▶ **Exercise**
Please give the number of patients in the PTA group, according to the abstract on patellar tendon advancement in cerebral palsy.

▶ **Source text**
*****
The Impact of Patellar Tendon Advancement on Knee Joint Moment and Muscle Forces in Patients with Cerebral Palsy


KARABULUT D., Arslan Y. Z., Gotze M., Wolf S.

LIFE-BASEL, vol.11, no.9, 2021 (SCI-Expanded) identifier identifier identifier

  • Publication Type: Article / Article
  • Volume: 11 Issue: 9
  • Publication Date: 2021
  • Doi Number: 10.3390/life11090944
  • Journal Name: LIFE-BASEL
  • Journal Indexes: Science Citation Index Expanded (SCI-EXPANDED), Scopus
  • Keywords: cerebral palsy, crouch gait, patellar tendon advancement, knee muscle forces, knee joint moment, modeling and simulation, FEMORAL EXTENSION OSTEOTOMY, PERSISTENT CROUCH GAIT, MULTILEVEL SURGERY, SPASTIC DIPLEGIA, CHILDREN, MANAGEMENT, MECHANISM, CAPACITY, HIP
  • Istanbul University Affiliated: Yes

Abstract

Background: Patellar tendon advancement (PTA) is performed for the treatment of crouch gait in patients with cerebral palsy (CP). In this study, we aimed to determine the influence of PTA in the context of single-event multilevel surgery (SEMLS) on knee joint moment and muscle forces through musculoskeletal modeling; Methods: Gait data of children with CP and crouch gait were retrospectively analyzed. Patients were included if they had a SEMLS with a PTA (PTA group, n = 18) and a SEMLS without a PTA (NoPTA group, n = 18). A musculoskeletal model was used to calculate the pre- and postoperative knee joint moments and muscle forces; Results: Knee extensor moment increased in the PTA group postoperatively (p = 0.016), but there was no statistically significant change in the NoPTA group (p > 0.05). The quadriceps muscle forces increased for the PTA group (p = 0.034), while there was no difference in the NoPTA group (p > 0.05). The hamstring muscle forces increased in the PTA group (p = 0.039), while there was no difference in the NoPTA group (p > 0.05); Conclusions: PTA was found to be an effective surgery for the treatment of crouch gait. It contributes to improving knee extensor moment, decreasing knee flexor moment, and enhancing the quadriceps and hamstring muscle forces postoperatively.
*****
▶ **Excerpted records**
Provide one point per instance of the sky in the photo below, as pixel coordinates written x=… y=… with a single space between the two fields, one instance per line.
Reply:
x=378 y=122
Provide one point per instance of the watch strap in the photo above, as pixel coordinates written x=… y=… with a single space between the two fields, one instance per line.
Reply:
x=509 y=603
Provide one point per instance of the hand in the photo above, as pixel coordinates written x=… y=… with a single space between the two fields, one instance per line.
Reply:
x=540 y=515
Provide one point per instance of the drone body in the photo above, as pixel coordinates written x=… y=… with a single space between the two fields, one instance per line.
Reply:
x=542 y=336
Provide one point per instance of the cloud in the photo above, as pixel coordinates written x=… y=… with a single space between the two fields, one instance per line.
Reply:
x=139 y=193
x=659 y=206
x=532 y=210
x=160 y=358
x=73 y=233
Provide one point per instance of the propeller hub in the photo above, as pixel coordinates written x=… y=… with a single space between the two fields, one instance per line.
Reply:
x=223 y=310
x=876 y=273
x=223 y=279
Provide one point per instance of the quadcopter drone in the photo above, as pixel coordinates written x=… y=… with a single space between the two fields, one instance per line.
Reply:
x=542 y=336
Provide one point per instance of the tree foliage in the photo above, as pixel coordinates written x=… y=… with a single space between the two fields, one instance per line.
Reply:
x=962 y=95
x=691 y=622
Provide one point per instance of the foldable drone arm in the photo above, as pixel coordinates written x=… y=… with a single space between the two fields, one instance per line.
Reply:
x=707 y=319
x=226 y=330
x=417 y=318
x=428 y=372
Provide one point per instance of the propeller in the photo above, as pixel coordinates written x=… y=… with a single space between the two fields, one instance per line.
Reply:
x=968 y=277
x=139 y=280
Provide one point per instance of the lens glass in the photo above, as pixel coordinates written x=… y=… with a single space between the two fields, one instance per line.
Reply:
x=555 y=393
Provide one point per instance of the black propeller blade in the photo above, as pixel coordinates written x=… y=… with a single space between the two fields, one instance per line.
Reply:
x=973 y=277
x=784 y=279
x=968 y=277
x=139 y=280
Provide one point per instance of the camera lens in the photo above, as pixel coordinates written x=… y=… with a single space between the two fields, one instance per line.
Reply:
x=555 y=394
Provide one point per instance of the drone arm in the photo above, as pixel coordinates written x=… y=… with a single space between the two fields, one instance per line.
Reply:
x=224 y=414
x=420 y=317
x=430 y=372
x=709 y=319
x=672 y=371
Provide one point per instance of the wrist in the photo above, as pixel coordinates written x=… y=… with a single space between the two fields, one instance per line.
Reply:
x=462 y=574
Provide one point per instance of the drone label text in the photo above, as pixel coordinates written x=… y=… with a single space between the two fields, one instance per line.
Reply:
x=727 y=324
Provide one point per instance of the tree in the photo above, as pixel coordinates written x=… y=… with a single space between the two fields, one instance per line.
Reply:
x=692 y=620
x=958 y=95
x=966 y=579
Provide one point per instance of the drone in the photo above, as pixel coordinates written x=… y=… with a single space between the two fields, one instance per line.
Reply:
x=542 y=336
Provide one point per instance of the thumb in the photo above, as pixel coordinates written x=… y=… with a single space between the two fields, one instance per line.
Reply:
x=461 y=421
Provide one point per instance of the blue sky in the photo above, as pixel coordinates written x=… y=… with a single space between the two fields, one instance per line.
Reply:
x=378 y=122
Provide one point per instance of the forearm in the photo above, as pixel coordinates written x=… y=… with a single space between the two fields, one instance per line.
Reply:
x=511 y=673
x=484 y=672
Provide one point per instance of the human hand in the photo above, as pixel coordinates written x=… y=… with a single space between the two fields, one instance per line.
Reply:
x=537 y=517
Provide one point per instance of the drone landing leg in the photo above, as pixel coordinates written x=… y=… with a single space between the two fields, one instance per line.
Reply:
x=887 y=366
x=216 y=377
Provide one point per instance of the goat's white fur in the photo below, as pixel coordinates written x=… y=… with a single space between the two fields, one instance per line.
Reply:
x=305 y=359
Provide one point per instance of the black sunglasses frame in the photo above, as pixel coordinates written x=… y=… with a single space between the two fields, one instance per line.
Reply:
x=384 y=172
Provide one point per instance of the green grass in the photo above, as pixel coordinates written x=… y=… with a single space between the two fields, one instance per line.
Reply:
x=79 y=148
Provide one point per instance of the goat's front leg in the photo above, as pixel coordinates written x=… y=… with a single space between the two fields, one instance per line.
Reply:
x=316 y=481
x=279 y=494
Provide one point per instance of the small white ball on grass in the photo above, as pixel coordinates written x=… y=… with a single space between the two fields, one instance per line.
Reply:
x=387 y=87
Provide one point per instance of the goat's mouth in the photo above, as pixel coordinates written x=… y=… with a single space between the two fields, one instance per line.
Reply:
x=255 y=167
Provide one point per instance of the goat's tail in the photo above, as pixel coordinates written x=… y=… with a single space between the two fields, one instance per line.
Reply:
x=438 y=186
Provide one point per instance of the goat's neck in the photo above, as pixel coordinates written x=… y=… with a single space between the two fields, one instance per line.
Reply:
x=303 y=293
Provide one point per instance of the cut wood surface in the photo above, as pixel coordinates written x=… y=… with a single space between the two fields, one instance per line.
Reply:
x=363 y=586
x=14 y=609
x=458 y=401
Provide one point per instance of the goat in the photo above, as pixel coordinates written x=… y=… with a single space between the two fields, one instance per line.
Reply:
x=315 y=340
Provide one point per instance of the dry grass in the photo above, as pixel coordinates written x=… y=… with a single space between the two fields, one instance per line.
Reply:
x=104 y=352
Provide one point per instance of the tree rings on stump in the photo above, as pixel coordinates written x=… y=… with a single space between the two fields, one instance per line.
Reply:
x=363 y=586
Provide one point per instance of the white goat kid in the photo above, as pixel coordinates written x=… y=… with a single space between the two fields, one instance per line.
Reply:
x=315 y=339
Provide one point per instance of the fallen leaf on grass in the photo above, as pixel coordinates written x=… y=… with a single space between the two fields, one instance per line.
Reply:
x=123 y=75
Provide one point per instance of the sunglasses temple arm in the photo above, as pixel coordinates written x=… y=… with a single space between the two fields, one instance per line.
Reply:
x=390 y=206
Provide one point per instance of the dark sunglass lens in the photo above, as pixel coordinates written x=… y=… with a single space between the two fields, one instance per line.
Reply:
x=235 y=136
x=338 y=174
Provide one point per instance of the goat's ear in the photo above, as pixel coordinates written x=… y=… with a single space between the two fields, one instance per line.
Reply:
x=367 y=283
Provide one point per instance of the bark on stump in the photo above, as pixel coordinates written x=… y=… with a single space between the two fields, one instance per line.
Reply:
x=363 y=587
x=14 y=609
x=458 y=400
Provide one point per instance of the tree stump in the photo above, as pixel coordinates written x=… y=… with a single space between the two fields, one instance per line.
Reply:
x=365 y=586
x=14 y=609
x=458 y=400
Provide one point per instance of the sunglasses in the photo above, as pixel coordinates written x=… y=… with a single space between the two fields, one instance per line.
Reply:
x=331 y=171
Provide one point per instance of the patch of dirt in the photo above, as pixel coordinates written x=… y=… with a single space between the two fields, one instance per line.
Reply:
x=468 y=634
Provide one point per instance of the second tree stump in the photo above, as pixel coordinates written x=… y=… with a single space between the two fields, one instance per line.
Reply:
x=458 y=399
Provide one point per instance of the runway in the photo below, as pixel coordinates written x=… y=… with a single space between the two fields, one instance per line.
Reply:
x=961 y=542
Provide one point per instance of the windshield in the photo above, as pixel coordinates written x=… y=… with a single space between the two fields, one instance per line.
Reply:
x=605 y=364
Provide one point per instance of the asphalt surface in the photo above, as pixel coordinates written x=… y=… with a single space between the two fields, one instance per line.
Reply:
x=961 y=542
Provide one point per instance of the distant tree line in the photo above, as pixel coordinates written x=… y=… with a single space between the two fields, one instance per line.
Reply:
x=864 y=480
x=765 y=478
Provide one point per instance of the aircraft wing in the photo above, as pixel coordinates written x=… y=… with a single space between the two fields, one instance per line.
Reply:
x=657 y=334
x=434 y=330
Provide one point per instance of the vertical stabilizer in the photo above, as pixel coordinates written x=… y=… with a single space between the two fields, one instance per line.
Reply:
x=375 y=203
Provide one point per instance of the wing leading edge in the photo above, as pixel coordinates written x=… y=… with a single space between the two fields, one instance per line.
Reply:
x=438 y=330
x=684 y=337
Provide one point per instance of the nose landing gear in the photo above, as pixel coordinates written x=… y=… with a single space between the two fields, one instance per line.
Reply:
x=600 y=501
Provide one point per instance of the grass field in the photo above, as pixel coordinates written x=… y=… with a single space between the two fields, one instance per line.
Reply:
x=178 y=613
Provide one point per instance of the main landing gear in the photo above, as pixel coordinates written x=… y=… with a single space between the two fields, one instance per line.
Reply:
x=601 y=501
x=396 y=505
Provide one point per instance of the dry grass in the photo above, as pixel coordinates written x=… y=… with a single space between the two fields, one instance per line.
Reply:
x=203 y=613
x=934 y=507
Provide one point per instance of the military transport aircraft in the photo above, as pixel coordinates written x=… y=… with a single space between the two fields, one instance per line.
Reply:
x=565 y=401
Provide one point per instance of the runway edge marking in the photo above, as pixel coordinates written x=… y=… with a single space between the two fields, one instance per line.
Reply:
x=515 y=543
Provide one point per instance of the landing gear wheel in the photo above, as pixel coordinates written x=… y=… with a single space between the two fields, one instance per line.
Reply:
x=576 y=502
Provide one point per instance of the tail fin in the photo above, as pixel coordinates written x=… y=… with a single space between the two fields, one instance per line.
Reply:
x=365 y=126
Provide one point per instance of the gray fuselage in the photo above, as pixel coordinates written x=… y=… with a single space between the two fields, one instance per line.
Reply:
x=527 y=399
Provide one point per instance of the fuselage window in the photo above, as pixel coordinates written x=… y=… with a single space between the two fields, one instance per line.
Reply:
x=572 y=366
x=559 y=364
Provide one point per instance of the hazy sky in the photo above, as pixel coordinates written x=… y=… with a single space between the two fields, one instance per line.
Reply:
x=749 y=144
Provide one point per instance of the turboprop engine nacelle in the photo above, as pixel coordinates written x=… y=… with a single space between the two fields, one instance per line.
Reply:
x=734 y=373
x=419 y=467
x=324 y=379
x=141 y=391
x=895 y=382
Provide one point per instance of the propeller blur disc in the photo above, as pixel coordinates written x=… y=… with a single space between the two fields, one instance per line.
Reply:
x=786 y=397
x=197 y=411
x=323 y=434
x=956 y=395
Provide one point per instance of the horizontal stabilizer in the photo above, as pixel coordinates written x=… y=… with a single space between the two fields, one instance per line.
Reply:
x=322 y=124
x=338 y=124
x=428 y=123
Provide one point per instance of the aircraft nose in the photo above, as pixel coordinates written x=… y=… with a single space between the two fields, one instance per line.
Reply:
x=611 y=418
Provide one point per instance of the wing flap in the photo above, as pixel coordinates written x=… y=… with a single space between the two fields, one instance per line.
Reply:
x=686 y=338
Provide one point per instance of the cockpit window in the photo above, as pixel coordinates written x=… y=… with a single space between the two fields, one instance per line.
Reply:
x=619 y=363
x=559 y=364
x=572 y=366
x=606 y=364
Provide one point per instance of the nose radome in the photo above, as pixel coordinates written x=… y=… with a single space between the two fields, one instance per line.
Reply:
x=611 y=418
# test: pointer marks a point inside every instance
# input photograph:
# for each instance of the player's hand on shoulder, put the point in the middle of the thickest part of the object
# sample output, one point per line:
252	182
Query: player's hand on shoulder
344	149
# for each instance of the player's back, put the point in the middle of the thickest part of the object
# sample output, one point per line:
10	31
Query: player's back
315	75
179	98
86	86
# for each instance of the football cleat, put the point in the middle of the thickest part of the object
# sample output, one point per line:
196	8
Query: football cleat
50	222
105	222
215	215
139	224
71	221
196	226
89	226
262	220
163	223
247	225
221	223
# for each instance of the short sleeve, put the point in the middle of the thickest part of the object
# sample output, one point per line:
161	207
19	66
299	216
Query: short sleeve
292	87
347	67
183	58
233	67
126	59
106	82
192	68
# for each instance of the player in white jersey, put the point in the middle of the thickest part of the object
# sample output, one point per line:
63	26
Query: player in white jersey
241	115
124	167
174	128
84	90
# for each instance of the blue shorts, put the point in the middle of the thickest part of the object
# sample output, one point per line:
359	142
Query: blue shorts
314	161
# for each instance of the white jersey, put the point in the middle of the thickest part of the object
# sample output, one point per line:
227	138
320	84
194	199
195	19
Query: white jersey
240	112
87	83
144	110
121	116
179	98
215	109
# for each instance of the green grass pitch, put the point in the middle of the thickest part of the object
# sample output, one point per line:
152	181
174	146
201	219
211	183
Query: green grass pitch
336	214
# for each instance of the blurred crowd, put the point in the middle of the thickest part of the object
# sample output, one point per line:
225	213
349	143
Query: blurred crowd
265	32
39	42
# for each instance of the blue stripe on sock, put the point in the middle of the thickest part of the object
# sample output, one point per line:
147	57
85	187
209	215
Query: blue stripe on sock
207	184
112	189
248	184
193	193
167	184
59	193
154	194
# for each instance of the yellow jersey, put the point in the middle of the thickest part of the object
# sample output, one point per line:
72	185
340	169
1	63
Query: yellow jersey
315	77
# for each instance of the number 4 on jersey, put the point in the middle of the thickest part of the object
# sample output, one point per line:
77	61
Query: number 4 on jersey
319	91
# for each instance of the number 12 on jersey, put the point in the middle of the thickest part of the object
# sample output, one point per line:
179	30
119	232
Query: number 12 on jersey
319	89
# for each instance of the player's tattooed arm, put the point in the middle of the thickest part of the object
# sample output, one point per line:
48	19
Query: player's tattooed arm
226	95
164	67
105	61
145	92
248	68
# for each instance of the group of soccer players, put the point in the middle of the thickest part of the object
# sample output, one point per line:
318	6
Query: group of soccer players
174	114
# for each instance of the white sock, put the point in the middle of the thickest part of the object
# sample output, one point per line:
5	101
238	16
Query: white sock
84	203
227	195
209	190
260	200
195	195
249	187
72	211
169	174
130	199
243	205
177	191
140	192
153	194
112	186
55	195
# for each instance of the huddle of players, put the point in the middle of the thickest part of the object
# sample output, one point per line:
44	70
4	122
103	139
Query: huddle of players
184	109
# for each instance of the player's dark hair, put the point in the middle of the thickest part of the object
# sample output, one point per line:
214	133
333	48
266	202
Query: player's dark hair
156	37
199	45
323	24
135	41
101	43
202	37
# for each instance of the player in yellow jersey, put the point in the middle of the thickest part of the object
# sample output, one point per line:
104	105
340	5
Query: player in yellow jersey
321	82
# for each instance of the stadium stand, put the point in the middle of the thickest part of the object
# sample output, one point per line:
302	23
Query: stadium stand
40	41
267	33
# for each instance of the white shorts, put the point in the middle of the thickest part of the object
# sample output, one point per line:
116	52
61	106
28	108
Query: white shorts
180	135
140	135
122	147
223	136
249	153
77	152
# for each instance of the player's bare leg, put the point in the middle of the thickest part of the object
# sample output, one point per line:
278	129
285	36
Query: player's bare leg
*****
▶ **Exercise result**
18